* [Exercises]:
(1) Please repeat the part of the text about snakes that opens with the words containing "Through their carnivorous" and closes with "injurious to agriculture.".
(2) According to the text about snakes, why does the number of rattles not show a rattlesnake's age? Answer in one to three sentences.
(3) List the animals that the text about snakes names as the range of animal life that all snakes eat.

* [Text under study]:
┏━━
Some species of the Colubridae family, such as garters, and king snakes,
in East
Asia and New Guinea reportedly fly. These snakes do not actually fly, but
they can
drop or hurl themselves from fairly high trees and fall or even partly
glide to the
ground without injury. It was once mistakenly believed that the mud snake
could
take its tail in its mouth and roll along like a hoop, which gave rise
to its popular
name, the hoop snake.
Behavior
Snakes have a well-developed nervous system and an intelligence intermediate
between that of fish and mammals. They adapt well to captivity, and many
become
quite tame. The members of many species are nervous and excitable when
first
caught but usually respond quickly to gentle care. When disturbed in the
wild, some
snakes, such as the hognose, go through elaborate bluffing performances;
harmless
snakes can even appear more dangerous than venomous ones.
Many snakes vibrate their tails back and forth when excited, and if they
happen to
be in dry grass or leaves, a whirring noise may be heard. The rattlesnake?s
horny
rattles, as an extreme example, are vibrated at an average rate of 50 times
per
second. The rattling sound, like the hiss, is a warning to enemies; it
is not a lure or
a mating sound or a signal to other rattlesnakes. Contrary to popular opinion,
the
number of rattles does not indicate the age of the snake. A new segment
or rattle is
added every time the snake sheds its skin, which occurs from one to five
times a
year, and many segments are broken off from time to time.
All snakes are carnivorous, eating a variety of animal life, from insects,
spiders, and
snails to frogs, mice, and rats. Oddly, a number of snakes eat only other
kinds of
snakes.
Reproduction
Snakes reproduce either by laying eggs, which the female usually abandons
in a
secluded spot, or by bringing forth living young from eggs hatched within
the body,
which are also abandoned. Eggs and young may number as many as 100 at one
time, but much smaller clutches are usual. Parental care is entirely absent
so far as
the young are concerned, but a few species guard the eggs during incubation,
and
the female python actually broods them. Growth is fairly rapid, and the
young reach
maturity in from one to five years. The greatest age known for any snake
is just
under 30 years, attained by both the anaconda and the black-lipped cobra.
Habitat
Snakes are found in all the warmer parts of the world, except Ireland,
New Zealand,
and a number of oceanic islands. They occur as far north as the Arctic
Circle, but
the variety decreases from the Tropics poleward.
Importance
Snakes are the most recent group of reptiles to appear, probably evolving
from
lizards or lizardlike animals about 100 million years ago, toward the end
of the
Mesozoic era. Human encroachment upon their habitats, as well as the belief
that
they are dangerous and must be exterminated, threatens to diminish their
numbers.
Through their carnivorous food habits, however, snakes often play an important
part
in preserving an ecological balance, particularly in controlling such pests
as
rodents, which tend to multiply at a rapid rate. They also help to keep
down a
number of species injurious to agriculture.
The snake has been held in mythical or religious awe by various cultures
throughout
history. The ancient Egyptians worshipped the asp as a symbol of fertility;
the
Greeks and Romans associated the Aesculapian snake with the god of healing
and
medicine; and the serpent figures prominently in the Bible. Among some
American
Indian tribes, the snake has been associated with rain and fertility. The
cobra has
been highly regarded in India, and snakes play a role in the practice of
voodoo in the
West Indies, as well as in snake-handling cults in the U.S. The serpent
also
appears, usually as a symbol of evil, throughout art and literature.
┗━━
* [Excerpted records]:
┏━━
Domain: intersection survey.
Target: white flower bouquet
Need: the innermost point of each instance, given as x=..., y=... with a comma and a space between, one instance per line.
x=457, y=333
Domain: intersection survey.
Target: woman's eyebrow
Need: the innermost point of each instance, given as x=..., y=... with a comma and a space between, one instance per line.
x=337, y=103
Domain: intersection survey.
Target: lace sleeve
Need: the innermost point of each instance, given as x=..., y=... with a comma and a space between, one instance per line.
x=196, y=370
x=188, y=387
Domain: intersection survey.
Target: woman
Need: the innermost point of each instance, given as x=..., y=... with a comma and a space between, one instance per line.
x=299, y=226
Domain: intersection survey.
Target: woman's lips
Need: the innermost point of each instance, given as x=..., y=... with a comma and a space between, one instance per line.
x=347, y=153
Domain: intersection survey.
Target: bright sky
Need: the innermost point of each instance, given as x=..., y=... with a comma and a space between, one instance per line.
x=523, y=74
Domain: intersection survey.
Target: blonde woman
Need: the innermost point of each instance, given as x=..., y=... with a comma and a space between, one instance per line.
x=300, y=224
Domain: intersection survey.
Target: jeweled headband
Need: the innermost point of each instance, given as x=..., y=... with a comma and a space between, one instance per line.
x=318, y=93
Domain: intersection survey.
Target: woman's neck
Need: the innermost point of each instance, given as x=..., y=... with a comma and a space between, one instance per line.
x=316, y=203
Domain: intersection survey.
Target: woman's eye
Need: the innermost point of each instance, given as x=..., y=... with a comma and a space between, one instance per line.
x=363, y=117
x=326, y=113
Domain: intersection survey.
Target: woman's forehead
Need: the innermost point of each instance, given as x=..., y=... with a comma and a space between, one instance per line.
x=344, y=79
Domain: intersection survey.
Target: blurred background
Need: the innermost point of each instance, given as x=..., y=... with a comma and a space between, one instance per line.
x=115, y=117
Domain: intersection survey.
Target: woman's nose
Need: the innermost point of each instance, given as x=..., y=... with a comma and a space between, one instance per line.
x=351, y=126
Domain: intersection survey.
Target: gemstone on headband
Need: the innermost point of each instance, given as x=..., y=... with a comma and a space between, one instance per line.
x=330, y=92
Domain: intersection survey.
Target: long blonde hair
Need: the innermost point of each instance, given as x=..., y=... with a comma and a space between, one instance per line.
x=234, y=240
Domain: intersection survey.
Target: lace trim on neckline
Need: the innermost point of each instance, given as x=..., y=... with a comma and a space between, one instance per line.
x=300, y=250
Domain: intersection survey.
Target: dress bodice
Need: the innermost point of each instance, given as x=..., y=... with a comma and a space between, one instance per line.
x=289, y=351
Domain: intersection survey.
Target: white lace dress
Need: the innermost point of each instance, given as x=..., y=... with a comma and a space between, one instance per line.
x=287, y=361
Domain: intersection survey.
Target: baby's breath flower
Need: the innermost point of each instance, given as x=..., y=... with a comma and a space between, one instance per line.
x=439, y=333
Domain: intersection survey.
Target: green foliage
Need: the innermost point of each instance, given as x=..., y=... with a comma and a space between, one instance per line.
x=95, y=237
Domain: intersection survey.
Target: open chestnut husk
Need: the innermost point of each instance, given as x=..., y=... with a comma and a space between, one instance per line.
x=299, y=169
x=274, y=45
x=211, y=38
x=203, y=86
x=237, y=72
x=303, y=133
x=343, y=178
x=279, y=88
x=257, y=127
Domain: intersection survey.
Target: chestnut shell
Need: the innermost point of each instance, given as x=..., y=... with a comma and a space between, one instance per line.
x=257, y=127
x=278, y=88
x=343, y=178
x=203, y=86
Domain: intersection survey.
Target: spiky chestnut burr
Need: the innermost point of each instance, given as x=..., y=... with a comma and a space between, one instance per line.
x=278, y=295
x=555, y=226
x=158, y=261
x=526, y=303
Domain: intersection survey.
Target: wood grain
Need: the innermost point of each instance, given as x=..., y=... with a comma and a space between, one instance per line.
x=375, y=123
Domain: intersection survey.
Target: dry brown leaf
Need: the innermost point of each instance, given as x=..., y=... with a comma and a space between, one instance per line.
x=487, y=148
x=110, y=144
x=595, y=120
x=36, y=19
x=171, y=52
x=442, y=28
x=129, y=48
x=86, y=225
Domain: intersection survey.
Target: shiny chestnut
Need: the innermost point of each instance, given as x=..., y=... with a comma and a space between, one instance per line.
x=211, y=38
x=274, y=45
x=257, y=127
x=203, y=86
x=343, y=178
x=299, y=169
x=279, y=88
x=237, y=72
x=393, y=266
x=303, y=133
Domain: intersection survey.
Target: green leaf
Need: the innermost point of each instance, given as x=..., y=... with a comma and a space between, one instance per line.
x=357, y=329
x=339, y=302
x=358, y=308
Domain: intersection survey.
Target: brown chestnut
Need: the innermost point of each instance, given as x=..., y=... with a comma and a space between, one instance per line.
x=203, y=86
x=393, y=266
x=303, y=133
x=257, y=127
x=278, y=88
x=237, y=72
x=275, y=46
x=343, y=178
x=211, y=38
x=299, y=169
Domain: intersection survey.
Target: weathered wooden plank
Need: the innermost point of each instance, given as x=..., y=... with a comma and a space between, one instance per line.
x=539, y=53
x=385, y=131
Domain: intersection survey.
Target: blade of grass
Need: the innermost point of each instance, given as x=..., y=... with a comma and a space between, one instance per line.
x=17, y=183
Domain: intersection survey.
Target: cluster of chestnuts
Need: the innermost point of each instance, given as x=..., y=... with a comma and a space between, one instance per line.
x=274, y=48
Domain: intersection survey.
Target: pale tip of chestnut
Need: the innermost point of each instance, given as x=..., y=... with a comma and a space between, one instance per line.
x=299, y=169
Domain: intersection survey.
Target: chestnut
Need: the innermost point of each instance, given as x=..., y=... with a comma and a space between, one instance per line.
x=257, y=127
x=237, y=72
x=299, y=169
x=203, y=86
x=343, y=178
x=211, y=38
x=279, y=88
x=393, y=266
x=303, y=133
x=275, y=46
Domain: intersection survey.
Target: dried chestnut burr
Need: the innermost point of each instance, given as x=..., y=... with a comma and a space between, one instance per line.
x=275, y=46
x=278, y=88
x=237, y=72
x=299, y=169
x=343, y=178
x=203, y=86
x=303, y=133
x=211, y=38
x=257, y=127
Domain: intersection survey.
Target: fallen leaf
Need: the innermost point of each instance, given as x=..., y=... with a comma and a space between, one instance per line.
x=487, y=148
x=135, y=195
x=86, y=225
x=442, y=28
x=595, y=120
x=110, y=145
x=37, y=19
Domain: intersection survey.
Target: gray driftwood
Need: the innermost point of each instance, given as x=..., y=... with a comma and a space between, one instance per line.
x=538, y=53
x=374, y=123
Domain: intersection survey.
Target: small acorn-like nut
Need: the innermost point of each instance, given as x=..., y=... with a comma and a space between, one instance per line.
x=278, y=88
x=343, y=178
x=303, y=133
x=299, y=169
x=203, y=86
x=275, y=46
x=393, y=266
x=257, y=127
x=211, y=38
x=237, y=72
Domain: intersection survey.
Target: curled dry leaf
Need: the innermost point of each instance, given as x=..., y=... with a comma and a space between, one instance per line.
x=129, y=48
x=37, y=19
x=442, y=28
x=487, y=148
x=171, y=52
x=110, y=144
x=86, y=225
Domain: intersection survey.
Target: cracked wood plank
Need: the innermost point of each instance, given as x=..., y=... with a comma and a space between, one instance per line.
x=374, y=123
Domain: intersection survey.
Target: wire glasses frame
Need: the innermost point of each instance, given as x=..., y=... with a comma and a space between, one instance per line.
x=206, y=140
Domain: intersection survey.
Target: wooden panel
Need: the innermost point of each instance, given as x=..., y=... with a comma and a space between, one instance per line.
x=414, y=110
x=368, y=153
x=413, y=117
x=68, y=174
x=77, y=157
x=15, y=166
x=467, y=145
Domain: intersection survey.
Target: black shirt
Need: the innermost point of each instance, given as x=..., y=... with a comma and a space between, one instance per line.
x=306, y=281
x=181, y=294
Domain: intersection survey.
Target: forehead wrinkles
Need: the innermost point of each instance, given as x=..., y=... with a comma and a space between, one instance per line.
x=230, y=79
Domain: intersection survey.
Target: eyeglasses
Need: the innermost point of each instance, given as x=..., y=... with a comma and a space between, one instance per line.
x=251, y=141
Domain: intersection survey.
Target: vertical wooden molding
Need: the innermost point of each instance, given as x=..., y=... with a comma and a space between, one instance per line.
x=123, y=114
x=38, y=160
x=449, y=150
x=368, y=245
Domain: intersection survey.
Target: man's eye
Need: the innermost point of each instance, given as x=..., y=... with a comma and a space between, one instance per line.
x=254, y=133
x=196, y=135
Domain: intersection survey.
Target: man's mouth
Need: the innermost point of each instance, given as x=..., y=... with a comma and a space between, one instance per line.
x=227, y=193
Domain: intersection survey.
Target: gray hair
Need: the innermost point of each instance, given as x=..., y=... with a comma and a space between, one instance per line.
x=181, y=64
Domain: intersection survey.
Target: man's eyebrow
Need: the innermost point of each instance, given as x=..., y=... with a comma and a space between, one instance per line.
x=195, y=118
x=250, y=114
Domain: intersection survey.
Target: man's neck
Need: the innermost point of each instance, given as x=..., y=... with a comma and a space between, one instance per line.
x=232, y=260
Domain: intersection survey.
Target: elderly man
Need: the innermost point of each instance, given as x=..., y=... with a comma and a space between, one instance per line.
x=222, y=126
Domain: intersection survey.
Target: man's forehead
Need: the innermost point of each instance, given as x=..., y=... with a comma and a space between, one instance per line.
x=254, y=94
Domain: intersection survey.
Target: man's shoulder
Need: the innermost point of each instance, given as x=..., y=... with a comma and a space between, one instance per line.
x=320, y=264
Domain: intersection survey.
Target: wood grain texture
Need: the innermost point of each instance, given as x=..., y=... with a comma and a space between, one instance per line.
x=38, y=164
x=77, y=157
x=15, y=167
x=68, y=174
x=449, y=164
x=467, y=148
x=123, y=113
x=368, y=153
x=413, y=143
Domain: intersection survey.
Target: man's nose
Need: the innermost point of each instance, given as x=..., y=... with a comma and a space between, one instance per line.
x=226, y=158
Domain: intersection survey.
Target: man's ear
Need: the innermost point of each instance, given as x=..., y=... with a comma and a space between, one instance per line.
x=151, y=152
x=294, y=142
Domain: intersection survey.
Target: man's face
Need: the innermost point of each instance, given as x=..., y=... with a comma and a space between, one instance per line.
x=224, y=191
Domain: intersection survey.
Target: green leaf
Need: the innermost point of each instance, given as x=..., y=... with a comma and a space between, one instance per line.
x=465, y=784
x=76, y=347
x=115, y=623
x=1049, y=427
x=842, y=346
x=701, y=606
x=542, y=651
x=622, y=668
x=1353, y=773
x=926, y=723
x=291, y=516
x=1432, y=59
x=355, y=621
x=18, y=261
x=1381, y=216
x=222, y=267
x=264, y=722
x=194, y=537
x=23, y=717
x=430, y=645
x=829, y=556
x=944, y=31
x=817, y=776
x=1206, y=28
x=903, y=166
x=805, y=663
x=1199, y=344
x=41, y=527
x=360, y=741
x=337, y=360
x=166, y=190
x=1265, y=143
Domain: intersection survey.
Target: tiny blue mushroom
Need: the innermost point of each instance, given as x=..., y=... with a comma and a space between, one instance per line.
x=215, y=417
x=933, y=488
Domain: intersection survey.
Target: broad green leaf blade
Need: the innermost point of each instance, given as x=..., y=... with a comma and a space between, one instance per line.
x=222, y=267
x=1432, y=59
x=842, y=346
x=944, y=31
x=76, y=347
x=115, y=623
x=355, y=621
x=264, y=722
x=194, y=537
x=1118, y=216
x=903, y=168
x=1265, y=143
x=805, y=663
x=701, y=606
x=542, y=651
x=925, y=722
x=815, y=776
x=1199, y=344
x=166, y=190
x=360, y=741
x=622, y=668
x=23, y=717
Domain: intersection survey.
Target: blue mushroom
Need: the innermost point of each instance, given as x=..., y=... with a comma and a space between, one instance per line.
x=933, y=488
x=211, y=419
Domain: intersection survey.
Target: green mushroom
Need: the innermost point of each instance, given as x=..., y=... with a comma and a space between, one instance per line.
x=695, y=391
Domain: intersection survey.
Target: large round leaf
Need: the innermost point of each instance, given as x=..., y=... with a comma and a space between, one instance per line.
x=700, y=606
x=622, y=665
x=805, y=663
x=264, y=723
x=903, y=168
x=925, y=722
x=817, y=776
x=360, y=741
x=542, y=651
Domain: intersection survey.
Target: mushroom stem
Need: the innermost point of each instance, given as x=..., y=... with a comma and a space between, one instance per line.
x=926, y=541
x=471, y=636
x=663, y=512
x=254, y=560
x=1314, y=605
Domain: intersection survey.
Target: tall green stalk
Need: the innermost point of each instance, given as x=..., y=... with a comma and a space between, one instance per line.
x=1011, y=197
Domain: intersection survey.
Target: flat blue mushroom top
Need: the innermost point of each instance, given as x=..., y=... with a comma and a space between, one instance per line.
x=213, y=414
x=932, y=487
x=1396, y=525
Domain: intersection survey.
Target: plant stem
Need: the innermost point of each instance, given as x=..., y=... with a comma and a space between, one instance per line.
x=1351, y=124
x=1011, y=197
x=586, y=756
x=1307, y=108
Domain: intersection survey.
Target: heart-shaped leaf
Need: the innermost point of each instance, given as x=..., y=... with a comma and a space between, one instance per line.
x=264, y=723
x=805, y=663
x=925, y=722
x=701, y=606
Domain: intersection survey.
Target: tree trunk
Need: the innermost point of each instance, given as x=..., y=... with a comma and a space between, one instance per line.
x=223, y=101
┗━━
* [Answers for the exercise]:
(1)
Through their carnivorous food habits, however, snakes often play an important
part
in preserving an ecological balance, particularly in controlling such pests
as
rodents, which tend to multiply at a rapid rate. They also help to keep
down a
number of species injurious to agriculture.

(2) A new rattle segment is added each time the snake sheds its skin, which happens one to five times a year. Many segments also break off from time to time.

(3) insects, spiders, snails, frogs, mice, rats